TEXTAUSZUG —

- - - - - - -

Historisch gesehen haben mich vor allem die großen Meister der Radierung, Rembrandt und Goya, begeistert. Obwohl sehr unterschiedlich, faszinieren mich beide durch ihre zeichnerische Brillanz und virtuose Handhabung der Technik.
Persönlich habe ich von Ruth Clemens, einer Dozentin von großem technischen Wissen und hohem Formempfinden an der erwähnten EKA Trier, sehr viel gelernt und dadurch meinen Stil weiter entwickelt. Von dem Schweizer Künstler und Experimental-Drucker Georges Wenger habe ich mitgenommen, dass alles als Druckstock herhalten kann, sofern es nur flach genug ist und sich nicht sträubt. Seither arbeite ich häufig mit einer Kombination aus klassischer und alternativ experimenteller Methodik, wobei zu letzterer auch die Technik der Intagliotypie (Übertragung digitaler Motive per Filmtransfer mit Hilfe von UV-Licht auf die Druckplatte, d.R.) gehört.
Wie würden Sie Ihren künstlerischen Stil beschreiben?

- - - - - - -

DIE DATEN —
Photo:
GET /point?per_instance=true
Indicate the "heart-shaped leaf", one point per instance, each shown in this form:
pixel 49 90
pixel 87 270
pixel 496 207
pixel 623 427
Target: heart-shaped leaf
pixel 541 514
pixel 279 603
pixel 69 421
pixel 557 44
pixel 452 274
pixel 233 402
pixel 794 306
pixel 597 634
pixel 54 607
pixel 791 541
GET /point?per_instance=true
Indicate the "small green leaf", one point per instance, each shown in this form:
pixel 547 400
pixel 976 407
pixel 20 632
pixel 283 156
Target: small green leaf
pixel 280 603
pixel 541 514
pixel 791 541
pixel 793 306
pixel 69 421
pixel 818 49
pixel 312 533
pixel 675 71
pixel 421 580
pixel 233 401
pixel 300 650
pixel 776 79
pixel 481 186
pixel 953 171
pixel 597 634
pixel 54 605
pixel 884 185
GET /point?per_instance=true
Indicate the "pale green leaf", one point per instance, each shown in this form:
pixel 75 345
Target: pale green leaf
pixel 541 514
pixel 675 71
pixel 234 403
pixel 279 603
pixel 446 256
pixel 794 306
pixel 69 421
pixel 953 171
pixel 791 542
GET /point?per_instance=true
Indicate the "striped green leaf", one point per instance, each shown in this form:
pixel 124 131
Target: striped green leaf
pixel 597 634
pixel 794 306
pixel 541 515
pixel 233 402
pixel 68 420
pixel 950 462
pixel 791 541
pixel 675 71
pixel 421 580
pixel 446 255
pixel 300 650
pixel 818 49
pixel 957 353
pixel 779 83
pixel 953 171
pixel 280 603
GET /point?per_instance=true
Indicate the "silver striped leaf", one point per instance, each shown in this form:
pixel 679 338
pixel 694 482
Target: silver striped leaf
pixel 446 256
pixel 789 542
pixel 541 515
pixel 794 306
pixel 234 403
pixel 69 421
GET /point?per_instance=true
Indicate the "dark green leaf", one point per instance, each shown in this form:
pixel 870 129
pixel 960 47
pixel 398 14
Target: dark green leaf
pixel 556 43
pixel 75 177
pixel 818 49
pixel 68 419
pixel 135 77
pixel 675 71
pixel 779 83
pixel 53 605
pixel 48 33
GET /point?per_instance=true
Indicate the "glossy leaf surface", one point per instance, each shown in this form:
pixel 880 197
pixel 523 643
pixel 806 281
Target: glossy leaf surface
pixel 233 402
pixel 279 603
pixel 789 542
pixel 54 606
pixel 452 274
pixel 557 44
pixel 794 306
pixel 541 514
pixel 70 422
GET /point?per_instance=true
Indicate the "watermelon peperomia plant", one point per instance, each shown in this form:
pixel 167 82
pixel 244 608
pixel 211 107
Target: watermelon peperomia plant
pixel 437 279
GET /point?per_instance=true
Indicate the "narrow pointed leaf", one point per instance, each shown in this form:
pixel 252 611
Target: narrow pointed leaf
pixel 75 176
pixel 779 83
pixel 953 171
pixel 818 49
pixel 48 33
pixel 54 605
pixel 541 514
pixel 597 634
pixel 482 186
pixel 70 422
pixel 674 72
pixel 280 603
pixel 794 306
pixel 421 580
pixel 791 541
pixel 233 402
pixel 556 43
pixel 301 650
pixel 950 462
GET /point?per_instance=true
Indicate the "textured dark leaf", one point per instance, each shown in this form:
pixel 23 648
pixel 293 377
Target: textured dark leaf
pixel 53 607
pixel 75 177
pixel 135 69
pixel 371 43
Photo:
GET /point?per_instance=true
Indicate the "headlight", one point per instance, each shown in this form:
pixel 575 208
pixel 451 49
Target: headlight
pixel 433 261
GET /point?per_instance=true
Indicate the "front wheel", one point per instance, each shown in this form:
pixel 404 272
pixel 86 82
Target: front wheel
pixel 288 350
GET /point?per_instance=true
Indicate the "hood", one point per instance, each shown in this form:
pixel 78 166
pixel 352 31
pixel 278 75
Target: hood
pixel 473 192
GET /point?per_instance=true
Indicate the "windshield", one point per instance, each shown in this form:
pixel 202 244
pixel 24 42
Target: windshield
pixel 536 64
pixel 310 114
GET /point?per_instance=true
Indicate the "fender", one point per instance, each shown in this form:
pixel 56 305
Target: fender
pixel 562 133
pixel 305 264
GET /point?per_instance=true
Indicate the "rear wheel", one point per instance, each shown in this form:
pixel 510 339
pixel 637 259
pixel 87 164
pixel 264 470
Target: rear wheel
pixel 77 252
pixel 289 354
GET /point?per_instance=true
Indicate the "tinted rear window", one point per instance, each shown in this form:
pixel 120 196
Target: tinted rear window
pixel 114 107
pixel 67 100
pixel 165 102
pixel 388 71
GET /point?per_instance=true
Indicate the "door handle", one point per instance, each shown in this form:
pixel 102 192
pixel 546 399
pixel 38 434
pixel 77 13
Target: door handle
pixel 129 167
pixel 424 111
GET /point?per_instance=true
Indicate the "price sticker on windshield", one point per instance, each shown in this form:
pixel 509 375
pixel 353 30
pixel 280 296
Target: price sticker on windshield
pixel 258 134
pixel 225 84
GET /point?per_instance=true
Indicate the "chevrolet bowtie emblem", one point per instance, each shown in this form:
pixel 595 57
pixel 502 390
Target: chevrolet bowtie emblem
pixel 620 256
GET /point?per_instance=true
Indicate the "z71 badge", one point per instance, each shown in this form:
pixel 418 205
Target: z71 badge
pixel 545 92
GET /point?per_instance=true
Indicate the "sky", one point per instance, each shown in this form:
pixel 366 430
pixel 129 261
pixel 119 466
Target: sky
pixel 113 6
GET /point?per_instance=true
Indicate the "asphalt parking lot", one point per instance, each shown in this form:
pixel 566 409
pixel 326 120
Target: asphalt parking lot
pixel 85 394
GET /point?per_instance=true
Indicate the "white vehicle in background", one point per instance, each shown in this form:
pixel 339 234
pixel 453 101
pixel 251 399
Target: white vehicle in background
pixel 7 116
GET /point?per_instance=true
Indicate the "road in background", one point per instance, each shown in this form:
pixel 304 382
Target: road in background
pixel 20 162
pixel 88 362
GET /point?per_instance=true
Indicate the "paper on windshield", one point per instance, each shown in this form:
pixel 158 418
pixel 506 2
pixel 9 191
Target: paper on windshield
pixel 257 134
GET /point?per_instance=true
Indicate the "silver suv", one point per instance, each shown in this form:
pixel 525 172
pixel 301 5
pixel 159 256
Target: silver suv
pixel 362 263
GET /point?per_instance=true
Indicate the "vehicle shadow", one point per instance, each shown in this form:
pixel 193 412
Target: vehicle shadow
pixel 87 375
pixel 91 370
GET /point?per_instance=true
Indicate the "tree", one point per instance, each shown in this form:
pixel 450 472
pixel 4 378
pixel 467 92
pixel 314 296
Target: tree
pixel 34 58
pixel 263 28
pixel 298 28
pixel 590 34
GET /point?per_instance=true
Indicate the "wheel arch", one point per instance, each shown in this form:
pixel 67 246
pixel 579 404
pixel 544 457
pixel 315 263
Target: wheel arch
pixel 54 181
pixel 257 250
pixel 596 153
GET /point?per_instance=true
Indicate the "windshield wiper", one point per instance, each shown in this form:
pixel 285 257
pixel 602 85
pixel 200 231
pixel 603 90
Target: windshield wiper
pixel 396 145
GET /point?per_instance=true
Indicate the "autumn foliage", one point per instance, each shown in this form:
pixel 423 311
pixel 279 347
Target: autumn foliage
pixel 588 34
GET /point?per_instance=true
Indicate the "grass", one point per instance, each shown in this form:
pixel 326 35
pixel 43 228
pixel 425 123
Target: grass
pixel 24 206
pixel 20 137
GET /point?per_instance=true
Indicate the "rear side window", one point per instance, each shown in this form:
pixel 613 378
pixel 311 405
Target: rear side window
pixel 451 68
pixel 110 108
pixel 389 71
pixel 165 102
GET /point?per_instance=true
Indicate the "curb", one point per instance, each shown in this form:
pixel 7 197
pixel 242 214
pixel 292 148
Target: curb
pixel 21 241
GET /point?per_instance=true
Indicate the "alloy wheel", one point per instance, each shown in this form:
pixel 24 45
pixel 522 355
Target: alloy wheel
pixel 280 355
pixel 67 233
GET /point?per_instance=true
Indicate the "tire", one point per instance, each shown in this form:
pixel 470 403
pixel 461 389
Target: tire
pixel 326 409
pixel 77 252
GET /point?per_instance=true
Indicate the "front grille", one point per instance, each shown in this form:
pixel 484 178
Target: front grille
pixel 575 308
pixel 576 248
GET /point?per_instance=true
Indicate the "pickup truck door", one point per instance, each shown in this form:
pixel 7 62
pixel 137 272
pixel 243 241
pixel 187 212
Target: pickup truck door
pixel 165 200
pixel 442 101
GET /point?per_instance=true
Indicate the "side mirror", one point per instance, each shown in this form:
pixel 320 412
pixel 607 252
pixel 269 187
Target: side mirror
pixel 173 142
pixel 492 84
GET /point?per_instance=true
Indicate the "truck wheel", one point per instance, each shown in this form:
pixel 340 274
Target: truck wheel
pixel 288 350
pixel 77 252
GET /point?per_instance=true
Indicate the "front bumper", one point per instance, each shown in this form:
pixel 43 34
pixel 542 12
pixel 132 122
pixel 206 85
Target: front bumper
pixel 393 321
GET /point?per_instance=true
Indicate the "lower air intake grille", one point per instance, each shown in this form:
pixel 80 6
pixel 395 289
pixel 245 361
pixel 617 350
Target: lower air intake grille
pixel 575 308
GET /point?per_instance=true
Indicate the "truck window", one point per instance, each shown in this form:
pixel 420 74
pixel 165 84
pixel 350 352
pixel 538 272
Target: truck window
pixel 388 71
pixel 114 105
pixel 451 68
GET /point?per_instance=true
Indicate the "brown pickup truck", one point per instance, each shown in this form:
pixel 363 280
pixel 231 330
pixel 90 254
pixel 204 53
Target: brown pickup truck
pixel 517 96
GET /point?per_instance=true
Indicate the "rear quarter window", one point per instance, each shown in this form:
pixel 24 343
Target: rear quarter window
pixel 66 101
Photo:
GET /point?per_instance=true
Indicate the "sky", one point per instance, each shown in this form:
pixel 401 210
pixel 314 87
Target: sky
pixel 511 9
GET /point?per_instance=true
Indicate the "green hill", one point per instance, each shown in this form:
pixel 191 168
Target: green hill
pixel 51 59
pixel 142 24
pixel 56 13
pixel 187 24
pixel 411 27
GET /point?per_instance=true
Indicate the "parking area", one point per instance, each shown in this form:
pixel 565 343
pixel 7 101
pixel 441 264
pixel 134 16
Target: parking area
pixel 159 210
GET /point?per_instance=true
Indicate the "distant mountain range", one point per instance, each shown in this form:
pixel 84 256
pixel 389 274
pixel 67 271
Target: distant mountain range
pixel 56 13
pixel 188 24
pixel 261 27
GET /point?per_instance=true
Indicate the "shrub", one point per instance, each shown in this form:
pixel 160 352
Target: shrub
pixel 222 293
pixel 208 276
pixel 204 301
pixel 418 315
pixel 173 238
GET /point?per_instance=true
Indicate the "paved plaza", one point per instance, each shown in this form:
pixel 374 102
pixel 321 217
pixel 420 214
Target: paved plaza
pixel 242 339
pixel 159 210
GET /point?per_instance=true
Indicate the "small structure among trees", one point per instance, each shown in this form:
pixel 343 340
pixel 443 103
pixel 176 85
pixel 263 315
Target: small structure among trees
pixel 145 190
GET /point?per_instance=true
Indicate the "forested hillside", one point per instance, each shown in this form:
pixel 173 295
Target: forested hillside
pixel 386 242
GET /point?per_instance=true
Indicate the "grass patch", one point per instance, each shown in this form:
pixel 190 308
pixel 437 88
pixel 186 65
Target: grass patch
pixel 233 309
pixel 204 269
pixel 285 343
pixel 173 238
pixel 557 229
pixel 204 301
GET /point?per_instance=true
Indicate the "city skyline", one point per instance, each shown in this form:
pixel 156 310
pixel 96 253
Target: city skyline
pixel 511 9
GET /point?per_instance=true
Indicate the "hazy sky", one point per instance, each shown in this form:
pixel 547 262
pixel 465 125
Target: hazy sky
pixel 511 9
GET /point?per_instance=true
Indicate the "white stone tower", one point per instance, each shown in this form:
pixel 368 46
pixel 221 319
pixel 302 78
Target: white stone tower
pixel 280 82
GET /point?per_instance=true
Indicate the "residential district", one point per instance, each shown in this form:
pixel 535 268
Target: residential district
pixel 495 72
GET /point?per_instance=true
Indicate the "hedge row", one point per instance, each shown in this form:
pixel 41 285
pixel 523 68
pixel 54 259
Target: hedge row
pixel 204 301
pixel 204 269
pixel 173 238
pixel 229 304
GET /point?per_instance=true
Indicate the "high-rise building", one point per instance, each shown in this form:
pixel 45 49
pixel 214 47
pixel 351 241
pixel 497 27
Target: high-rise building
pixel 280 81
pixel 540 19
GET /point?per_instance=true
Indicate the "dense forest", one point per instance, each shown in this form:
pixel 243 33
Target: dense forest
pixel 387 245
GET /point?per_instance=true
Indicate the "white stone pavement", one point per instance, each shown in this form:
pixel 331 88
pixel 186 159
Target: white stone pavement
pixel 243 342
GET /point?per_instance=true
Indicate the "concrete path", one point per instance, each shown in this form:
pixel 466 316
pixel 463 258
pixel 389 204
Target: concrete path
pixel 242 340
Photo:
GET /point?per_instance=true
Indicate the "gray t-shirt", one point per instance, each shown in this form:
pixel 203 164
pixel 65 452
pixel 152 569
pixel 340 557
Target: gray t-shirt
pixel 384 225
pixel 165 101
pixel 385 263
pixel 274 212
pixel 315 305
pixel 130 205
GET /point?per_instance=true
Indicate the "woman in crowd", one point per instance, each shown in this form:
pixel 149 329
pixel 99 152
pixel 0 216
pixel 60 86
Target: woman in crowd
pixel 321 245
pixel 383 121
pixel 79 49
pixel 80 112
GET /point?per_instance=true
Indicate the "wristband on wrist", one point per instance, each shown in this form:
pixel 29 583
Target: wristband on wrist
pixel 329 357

- - - - - - -

AUFGABEN —
**A.** Fass den Absatz aus dem Textauszug, der mit „Persönlich habe ich von Ruth Clemens“ anfängt, als kurze Liste zusammen.
**B.** Schreib den Textauszug über Radierung und Drucktechnik weiter, angefangen nach seinem letzten Satz.

ANTWORTEN —
**A.**
- Bei Ruth Clemens, Dozentin an der EKA Trier mit großem technischen Wissen und hohem Formempfinden, viel gelernt und so den eigenen Stil weiterentwickelt.
- Vom Schweizer Künstler und Experimental-Drucker Georges Wenger gelernt: Alles kann als Druckstock dienen, wenn es nur flach genug ist und sich nicht sträubt.
- Seitdem oft eine Mischung aus klassischen und experimentellen Methoden, darunter die Intagliotypie (digitale Motive werden per Filmtransfer mit UV-Licht auf die Druckplatte übertragen).

**B.**
Mich interessiert die Übertragung von Gedanken, Erinnerungen, Stimmungen in eine zweidimensionale Form und Struktur, wodurch sie sichtbar und erfahrbar werden. Sie sollen nicht Abbild sein, auch wenn sie manchmal gegenständlich erscheinen, sondern vielmehr eine Projektionsfläche, auf der das Sichtbare um Imaginiertes erweitert wird. Bei meinen Motiven kommt es mir vor allem darauf an, eine bestimmte Atmosphäre oder Vorstellung zu generieren, oft angeregt durch eine Passage aus einem Gedicht o.ä.. Die Wahl der Form – abstrakt, figürlich oder irgendwo dazwischen – ist dabei eher sekundär.
In der Kunst bin ich ein langsamer Arbeiter und bewege mich über viele Zwischendrucke in Richtung Endzustand, wobei oft in der Schwebe bleibt, ob und wann dieser erreicht ist. Ich verwende vor allem Eisenchloridätzung auf Kupfer, da dies eine sehr präzise Arbeitsweise ermöglicht, benutze jedoch auch andere Materialien, sofern sie einfärbbare und drucktaugliche Resultate ergeben. In der Regel arbeite ich ohne Vorentwurf mit verschiedenen Techniken direkt auf der Platte und lasse mich von den Zwischenresultaten zu Weiterem inspirieren.
Was ist das Anspruchsvollste bei der Radierung?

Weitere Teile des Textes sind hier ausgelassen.